## About this task
In the entries below, find the line with "column 311, row 46" and the line with "column 108, row 417". Print those two and everything between them exactly, and nothing else.

━━━━━━━━

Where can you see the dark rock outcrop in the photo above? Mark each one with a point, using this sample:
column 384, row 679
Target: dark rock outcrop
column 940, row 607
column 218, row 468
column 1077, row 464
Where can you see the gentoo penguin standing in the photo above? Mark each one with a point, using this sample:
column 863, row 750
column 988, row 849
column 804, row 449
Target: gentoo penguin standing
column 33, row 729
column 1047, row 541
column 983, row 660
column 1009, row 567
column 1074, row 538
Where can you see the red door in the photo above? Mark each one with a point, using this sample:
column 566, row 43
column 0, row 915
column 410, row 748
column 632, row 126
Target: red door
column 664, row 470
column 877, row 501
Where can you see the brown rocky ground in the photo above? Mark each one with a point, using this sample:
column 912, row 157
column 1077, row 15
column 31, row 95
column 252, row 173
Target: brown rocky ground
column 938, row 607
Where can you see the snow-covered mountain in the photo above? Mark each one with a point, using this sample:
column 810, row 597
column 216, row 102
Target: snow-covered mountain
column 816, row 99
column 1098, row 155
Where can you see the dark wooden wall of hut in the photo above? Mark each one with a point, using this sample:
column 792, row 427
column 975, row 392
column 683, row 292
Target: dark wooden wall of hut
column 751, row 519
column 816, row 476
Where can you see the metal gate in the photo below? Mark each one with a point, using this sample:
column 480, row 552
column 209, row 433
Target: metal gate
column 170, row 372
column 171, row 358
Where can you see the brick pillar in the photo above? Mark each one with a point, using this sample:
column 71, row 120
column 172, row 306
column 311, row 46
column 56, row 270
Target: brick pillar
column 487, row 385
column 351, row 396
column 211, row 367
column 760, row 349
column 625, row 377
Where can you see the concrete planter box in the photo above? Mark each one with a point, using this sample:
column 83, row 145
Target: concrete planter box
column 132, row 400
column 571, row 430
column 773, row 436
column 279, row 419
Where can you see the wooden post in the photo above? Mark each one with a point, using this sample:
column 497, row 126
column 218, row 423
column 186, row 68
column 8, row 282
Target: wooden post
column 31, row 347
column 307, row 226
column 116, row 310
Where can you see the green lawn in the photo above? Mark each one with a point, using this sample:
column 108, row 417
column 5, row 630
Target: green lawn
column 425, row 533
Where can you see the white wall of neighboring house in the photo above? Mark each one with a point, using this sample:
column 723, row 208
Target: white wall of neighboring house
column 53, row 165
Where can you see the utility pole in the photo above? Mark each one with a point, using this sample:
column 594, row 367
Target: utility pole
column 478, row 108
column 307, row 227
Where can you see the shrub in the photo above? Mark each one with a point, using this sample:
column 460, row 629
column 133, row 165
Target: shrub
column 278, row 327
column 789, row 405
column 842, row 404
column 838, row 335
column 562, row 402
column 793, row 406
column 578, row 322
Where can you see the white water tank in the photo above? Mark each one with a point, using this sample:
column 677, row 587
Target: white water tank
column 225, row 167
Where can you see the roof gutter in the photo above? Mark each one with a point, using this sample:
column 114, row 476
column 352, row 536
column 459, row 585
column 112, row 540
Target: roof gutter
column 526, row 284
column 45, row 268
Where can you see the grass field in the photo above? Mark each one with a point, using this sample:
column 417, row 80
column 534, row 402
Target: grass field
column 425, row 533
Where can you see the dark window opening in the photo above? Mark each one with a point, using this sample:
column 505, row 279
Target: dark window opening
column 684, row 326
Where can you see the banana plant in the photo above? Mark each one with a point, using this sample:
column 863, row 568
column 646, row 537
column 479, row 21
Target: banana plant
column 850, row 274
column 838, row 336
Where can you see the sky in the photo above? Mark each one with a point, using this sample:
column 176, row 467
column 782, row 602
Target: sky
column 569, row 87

━━━━━━━━

## Task solution
column 311, row 46
column 56, row 270
Target: brick pillar
column 487, row 385
column 351, row 396
column 211, row 367
column 760, row 349
column 625, row 377
Where can you see the concrete planter box in the photo above? Mark each one with a point, using this sample:
column 83, row 145
Target: concrete planter box
column 132, row 400
column 571, row 430
column 773, row 436
column 279, row 419
Where can you see the wooden post in the photo above? Mark each one with a point, using this sample:
column 497, row 126
column 218, row 423
column 186, row 68
column 8, row 282
Target: wooden post
column 31, row 347
column 307, row 226
column 116, row 310
Where can you see the green lawn in the photo above? Mark each one with a point, using this sample:
column 108, row 417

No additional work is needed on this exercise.